▶ **WHAT IS REQUIRED**: Copy out the whole passage on fine-tuning a vision transformer word for word, keeping every line of its code unchanged.

▶ **PASSAGE GIVEN**:
+===+

For more advanced applications, let's fine-tune a pre-trained model on a custom dataset. We'll use a pre-trained vision transformer (ViT) model and fine-tune it on the CIFAR-10 dataset:

In [None]:
from modal import App, Image, gpu, mount
import os

# Create an image with huggingface transformers and related dependencies
finetune_image = Image.debian_slim().pip_install(
    "torch", 
    "torchvision", 
    "transformers",
    "datasets",
    "accelerate",
    "evaluate",
    "matplotlib"
)

app = App("vit-finetune", image=finetune_image)

# Mount the current directory to save the fine-tuned model
LOCAL_DIR = os.path.dirname(os.path.abspath(__file__))

@app.function(
    gpu=gpu.T4(),
    timeout=3600,  # Allow up to 1 hour for fine-tuning
    mounts=[mount.Mount.from_local_dir(LOCAL_DIR, remote_path="/root/outputs")]
)

+===+

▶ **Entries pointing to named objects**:
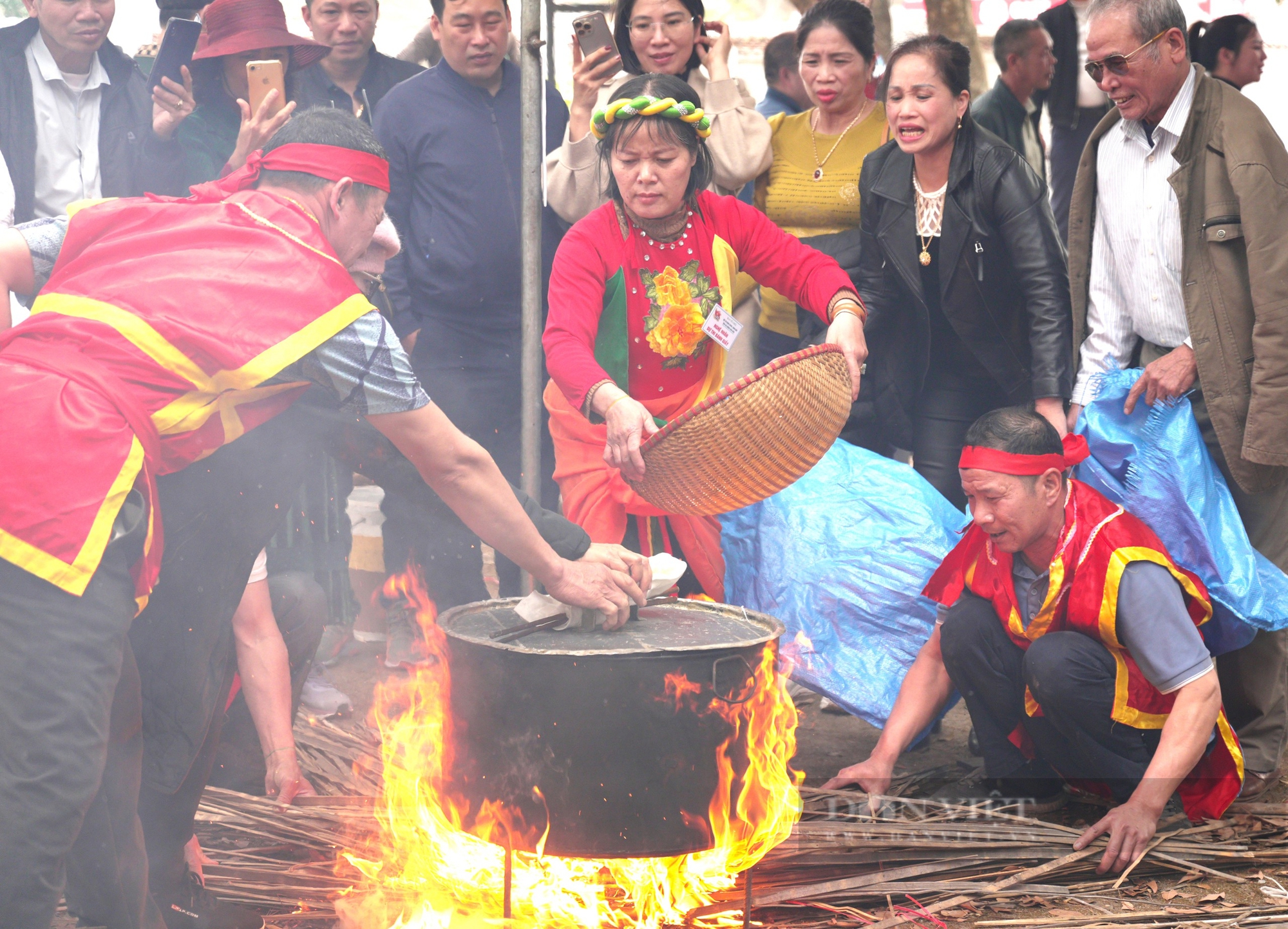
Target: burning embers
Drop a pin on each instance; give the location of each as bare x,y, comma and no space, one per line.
442,861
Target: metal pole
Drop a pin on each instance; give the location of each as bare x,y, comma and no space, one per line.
533,91
507,901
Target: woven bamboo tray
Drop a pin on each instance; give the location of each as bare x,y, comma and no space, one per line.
752,439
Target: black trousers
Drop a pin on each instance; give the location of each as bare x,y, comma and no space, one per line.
1070,675
1067,147
70,711
946,409
475,380
231,756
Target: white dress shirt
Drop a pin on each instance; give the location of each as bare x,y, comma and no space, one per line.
1135,287
66,106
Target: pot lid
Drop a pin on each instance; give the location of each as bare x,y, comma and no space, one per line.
677,626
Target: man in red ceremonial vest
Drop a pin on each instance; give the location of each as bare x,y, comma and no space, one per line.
167,330
1076,643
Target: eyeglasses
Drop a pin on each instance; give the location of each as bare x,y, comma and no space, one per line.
674,27
1117,64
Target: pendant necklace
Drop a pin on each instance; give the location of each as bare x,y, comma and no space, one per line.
819,165
931,216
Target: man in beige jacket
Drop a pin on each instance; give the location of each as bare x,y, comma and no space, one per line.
1179,250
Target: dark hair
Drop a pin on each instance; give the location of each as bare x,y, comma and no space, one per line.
780,53
1228,32
1019,430
950,59
623,10
437,5
1012,37
323,126
673,130
849,17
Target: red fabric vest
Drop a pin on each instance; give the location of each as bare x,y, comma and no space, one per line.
146,352
1099,541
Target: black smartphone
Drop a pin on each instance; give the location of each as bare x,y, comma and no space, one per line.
177,46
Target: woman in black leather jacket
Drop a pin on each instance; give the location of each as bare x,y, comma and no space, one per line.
961,269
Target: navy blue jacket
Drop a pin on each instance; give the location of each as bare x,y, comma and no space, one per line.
454,175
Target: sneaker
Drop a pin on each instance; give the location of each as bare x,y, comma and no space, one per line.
195,908
324,699
1032,791
404,645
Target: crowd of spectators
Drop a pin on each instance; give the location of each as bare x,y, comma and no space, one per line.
996,268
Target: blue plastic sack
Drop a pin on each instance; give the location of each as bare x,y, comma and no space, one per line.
1156,465
842,558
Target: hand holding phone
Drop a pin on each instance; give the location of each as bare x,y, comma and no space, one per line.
265,77
593,33
178,44
263,116
594,62
714,49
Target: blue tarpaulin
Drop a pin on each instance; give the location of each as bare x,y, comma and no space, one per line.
843,555
1156,465
842,558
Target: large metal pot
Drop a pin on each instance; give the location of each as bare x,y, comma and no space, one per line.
585,718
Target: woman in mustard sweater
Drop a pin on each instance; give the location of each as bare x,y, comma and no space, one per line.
812,187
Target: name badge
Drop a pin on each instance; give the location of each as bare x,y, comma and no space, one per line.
722,327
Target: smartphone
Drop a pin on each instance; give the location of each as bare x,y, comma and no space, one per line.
265,76
593,33
177,46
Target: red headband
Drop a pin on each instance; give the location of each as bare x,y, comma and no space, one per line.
1025,465
330,162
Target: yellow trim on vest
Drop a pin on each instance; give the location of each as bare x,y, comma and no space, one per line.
225,390
726,260
74,578
1232,743
77,206
297,239
135,330
1046,615
191,411
149,541
1119,561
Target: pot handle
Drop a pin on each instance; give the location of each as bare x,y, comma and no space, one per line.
750,677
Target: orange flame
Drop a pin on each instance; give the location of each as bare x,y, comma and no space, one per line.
430,873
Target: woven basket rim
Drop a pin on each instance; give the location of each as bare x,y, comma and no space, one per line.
777,364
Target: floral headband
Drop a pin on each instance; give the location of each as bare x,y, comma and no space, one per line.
651,106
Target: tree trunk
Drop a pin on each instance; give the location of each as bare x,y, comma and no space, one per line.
882,14
954,19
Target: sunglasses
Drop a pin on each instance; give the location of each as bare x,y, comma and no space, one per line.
1117,64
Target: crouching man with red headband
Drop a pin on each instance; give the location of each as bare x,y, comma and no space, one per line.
1076,643
166,328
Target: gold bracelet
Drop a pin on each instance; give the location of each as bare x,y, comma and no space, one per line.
849,305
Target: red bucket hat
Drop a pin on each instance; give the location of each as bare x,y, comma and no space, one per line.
238,26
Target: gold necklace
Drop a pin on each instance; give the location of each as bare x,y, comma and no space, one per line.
929,198
819,165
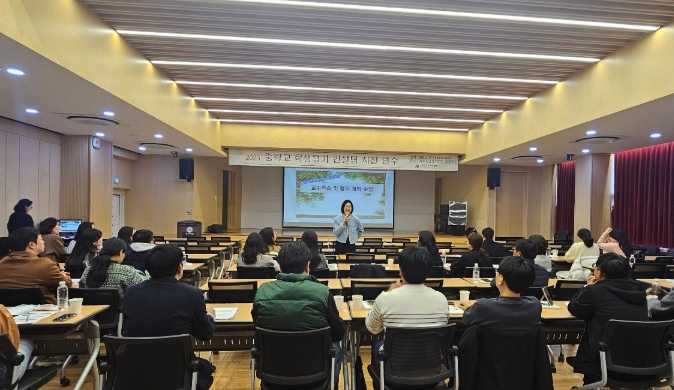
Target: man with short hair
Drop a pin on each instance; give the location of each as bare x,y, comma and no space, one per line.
163,306
493,248
408,303
24,268
139,250
297,301
610,294
510,311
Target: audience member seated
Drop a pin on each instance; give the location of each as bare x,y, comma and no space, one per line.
318,260
126,234
253,254
493,248
106,272
610,294
409,304
20,217
139,250
584,247
53,243
24,268
84,226
509,311
541,258
615,241
468,260
269,236
297,301
85,250
163,306
426,240
22,346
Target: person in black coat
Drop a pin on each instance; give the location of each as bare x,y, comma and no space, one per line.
163,306
609,295
20,217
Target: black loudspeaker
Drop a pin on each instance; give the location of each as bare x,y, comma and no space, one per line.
187,169
493,177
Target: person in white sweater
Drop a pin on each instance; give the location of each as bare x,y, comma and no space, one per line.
408,303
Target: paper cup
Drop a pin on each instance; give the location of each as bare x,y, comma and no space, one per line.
357,301
75,305
464,295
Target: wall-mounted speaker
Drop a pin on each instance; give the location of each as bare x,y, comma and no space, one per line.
493,177
187,169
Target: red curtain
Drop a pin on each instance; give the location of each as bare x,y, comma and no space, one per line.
566,196
644,195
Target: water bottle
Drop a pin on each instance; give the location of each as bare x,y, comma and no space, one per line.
62,295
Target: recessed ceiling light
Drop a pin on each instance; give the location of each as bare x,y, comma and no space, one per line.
404,118
456,14
15,71
371,91
358,46
334,104
353,71
339,125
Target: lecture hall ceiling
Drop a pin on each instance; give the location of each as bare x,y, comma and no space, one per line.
276,61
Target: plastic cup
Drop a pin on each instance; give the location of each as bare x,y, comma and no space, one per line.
464,295
357,301
75,305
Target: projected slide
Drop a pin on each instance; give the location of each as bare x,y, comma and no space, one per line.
313,197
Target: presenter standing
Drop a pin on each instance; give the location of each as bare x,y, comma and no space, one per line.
347,230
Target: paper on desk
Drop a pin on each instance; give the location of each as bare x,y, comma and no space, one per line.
225,313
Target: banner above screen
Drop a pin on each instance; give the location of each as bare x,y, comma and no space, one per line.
341,160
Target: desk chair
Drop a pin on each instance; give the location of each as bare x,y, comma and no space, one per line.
32,379
232,292
635,355
293,360
416,358
173,365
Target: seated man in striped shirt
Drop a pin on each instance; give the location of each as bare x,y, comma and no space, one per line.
409,303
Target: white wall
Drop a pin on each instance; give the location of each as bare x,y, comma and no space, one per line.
262,199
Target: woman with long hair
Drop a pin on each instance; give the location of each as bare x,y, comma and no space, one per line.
468,260
616,241
105,270
90,242
318,260
254,254
427,240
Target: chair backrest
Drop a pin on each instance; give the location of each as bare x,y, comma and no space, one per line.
485,272
418,356
232,291
648,270
127,367
370,290
19,296
256,272
637,348
566,289
293,358
109,318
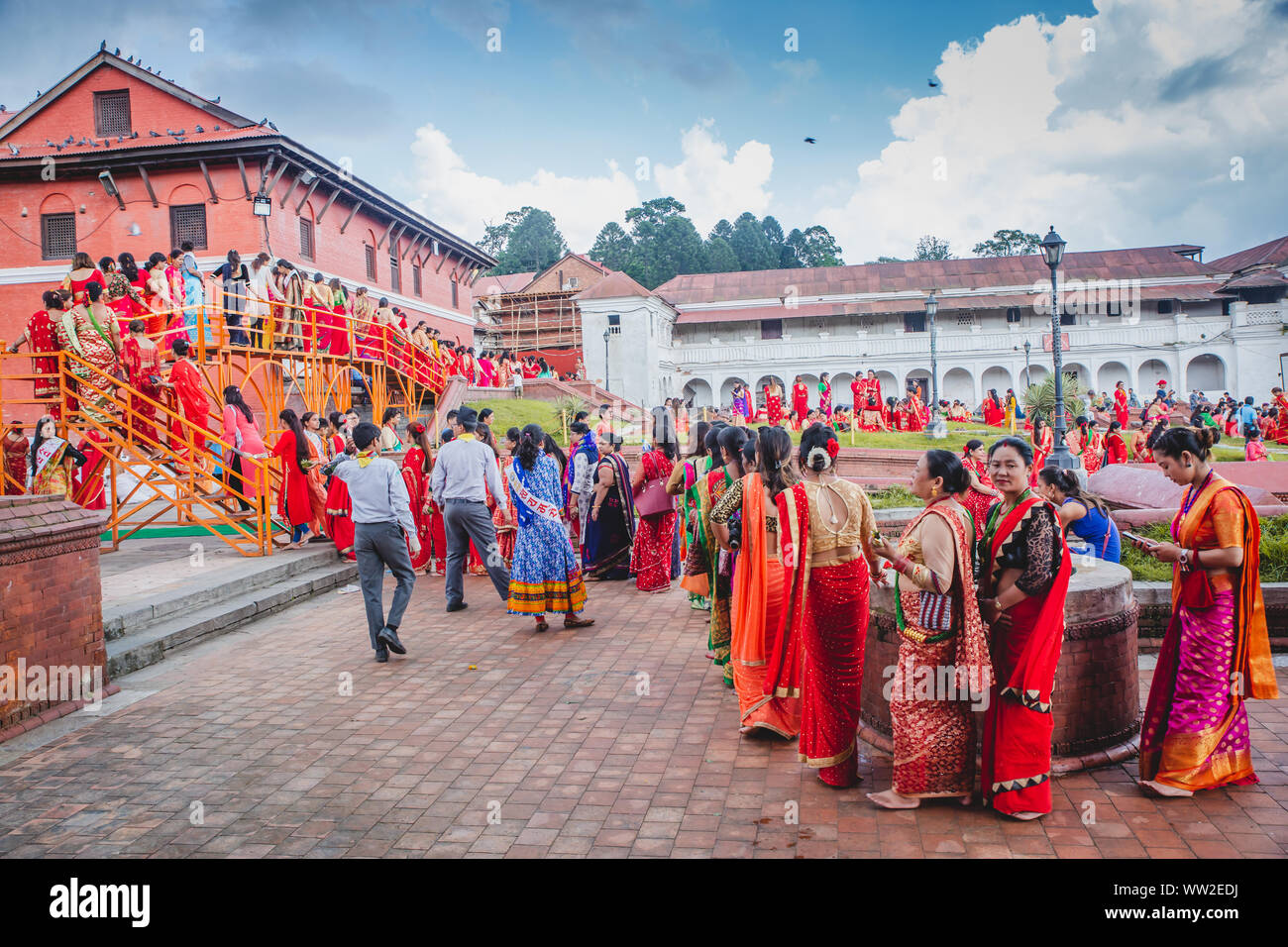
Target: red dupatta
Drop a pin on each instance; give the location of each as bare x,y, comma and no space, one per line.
1033,676
784,673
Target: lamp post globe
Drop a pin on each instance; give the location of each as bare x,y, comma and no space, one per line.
1060,458
936,428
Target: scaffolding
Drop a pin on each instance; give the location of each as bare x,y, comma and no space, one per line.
531,321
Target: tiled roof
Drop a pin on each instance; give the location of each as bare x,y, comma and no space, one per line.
1256,279
616,283
27,150
922,275
1274,252
997,300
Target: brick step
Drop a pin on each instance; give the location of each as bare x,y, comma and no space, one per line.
150,644
140,615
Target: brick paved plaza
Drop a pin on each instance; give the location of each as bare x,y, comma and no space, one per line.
544,749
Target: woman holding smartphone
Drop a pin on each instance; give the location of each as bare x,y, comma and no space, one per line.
1216,652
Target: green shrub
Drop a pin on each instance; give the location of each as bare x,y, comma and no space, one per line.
1274,552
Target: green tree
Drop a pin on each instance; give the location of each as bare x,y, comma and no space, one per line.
535,243
664,243
612,247
932,249
814,248
750,244
720,257
1009,244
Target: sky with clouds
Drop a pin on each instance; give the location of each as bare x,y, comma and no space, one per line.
1124,123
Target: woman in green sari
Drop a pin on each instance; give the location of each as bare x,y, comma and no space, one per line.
720,564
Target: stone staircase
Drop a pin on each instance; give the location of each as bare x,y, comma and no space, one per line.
143,629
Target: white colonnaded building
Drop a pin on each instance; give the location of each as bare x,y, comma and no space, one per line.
1134,316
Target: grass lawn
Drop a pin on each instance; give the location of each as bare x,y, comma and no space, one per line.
1274,552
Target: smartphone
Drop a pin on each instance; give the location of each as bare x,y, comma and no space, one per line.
1133,538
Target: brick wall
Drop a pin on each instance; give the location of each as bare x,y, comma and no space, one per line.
51,599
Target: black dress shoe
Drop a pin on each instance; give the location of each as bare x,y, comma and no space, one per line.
389,638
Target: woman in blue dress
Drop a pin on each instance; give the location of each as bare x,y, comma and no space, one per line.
545,575
1082,513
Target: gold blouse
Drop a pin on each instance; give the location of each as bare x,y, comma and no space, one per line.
931,548
730,502
855,530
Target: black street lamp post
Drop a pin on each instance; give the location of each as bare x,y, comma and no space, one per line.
936,427
1052,249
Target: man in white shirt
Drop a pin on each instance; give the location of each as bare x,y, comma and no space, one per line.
382,528
464,474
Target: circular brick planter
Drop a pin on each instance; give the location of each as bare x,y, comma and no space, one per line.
1096,692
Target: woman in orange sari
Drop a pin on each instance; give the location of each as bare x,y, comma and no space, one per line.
42,339
758,583
1216,652
939,628
142,361
825,527
417,467
1022,581
312,424
979,493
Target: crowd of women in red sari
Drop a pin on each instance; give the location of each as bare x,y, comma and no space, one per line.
782,553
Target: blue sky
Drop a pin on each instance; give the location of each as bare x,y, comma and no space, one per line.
1128,142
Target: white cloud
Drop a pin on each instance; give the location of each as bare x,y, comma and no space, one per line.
462,200
1126,145
712,185
706,180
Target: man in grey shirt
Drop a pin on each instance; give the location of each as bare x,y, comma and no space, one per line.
464,474
382,526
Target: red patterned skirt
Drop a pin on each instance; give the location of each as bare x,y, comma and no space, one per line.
832,637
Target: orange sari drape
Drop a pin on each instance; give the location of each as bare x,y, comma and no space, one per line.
758,608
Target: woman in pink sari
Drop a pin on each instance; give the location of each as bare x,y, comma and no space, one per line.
758,586
1216,652
939,628
655,535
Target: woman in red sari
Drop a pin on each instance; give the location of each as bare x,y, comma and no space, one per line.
16,447
1216,652
1043,442
342,326
758,587
417,467
84,272
142,360
825,527
292,497
43,341
774,402
800,398
193,405
1121,406
939,628
1022,581
339,508
655,535
979,495
1091,445
1116,447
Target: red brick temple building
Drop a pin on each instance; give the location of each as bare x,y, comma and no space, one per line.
116,158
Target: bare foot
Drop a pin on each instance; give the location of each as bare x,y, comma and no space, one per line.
893,800
1162,789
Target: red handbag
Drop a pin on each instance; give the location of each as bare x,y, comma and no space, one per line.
653,497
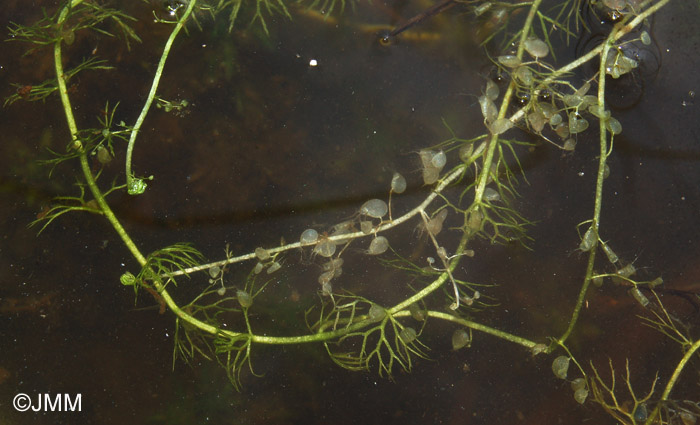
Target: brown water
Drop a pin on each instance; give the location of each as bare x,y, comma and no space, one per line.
272,145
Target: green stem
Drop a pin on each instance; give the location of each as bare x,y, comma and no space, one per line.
597,207
672,382
483,328
505,105
152,93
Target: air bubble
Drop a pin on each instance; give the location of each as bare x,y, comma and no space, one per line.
374,208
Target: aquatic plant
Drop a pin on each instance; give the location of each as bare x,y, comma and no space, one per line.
474,179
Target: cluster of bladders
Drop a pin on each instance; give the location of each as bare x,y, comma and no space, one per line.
369,218
565,114
622,276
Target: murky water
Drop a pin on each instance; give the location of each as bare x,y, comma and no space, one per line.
273,143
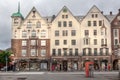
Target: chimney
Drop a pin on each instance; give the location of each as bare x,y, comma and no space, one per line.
110,12
119,10
102,12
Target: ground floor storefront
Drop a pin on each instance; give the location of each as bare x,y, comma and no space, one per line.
62,64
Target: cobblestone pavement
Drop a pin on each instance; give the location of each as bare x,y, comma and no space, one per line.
58,76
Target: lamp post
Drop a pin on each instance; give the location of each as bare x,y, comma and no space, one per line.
118,56
6,60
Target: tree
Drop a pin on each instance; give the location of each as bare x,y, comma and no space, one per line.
5,55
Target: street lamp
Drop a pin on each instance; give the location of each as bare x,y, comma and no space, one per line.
6,60
118,56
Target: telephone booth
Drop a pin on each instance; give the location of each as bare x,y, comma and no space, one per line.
88,68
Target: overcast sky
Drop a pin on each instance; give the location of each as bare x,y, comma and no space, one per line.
47,8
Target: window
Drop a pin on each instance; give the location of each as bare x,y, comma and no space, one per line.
53,52
24,43
56,33
59,23
100,23
92,15
89,23
95,41
76,52
86,41
73,42
116,41
84,52
24,34
94,23
59,52
43,42
65,52
86,32
70,23
106,41
43,52
89,51
65,33
43,33
63,16
101,51
102,41
115,32
73,33
65,42
29,24
33,42
56,42
64,24
95,32
66,16
64,10
107,51
38,24
33,52
16,21
33,33
70,52
95,51
24,52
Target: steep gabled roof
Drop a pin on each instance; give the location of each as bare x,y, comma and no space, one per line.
64,9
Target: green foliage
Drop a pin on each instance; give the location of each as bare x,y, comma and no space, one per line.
5,55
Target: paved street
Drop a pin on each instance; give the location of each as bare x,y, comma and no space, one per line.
57,76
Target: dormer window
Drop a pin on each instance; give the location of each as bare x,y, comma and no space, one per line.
34,13
29,24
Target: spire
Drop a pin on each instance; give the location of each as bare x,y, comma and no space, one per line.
19,7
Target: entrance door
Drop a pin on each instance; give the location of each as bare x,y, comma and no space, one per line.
65,65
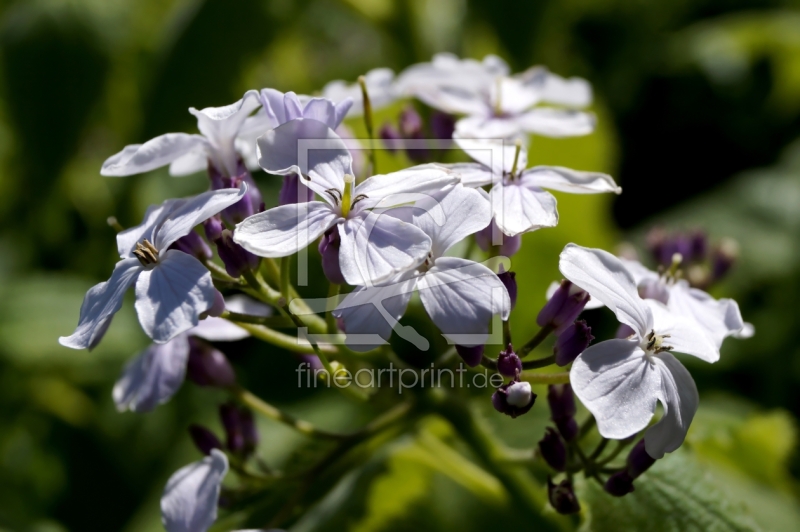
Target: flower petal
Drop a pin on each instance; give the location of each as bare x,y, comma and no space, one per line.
616,383
155,153
190,498
375,247
606,279
153,377
171,296
567,180
102,301
284,230
461,297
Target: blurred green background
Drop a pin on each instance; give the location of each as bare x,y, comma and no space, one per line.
699,110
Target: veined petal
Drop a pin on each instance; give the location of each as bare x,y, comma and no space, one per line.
567,180
192,211
189,501
461,296
518,209
323,165
680,399
606,279
155,153
556,122
617,384
284,230
685,334
153,377
102,301
375,247
171,295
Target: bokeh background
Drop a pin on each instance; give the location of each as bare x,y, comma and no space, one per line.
699,121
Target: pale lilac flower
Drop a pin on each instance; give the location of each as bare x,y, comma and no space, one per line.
519,202
190,498
156,374
497,105
172,288
227,134
621,380
459,295
373,247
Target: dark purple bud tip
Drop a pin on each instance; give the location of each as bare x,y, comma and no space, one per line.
508,363
638,460
471,356
329,249
509,280
562,497
204,439
571,342
564,307
514,399
208,366
553,449
619,484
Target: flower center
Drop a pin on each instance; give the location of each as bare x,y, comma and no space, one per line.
146,253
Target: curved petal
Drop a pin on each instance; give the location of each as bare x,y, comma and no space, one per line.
618,385
155,153
153,377
567,180
326,161
171,296
685,334
189,501
680,399
518,209
102,301
375,247
556,122
606,279
192,211
461,297
284,230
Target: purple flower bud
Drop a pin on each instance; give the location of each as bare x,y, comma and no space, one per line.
638,460
231,421
561,310
619,484
204,439
509,280
553,449
509,244
571,342
508,363
208,366
513,399
194,245
442,125
294,191
471,356
391,137
562,497
329,249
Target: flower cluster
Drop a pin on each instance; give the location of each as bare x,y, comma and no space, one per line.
384,237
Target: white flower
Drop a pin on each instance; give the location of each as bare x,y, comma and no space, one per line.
519,202
172,288
459,295
225,131
156,374
497,105
190,498
373,247
621,380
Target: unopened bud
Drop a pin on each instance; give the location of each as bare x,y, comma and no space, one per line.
571,342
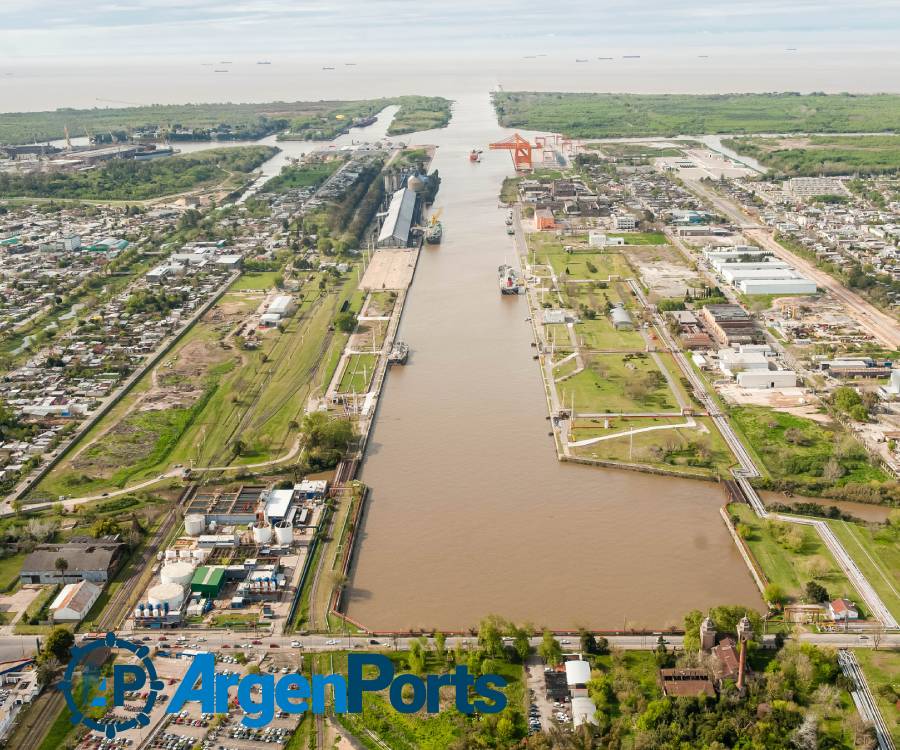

+===+

▶ **EXERCISE SOLUTION**:
For more advanced applications, let's fine-tune a pre-trained model on a custom dataset. We'll use a pre-trained vision transformer (ViT) model and fine-tune it on the CIFAR-10 dataset:

In [None]:
from modal import App, Image, gpu, mount
import os

# Create an image with huggingface transformers and related dependencies
finetune_image = Image.debian_slim().pip_install(
    "torch", 
    "torchvision", 
    "transformers",
    "datasets",
    "accelerate",
    "evaluate",
    "matplotlib"
)

app = App("vit-finetune", image=finetune_image)

# Mount the current directory to save the fine-tuned model
LOCAL_DIR = os.path.dirname(os.path.abspath(__file__))

@app.function(
    gpu=gpu.T4(),
    timeout=3600,  # Allow up to 1 hour for fine-tuning
    mounts=[mount.Mount.from_local_dir(LOCAL_DIR, remote_path="/root/outputs")]
)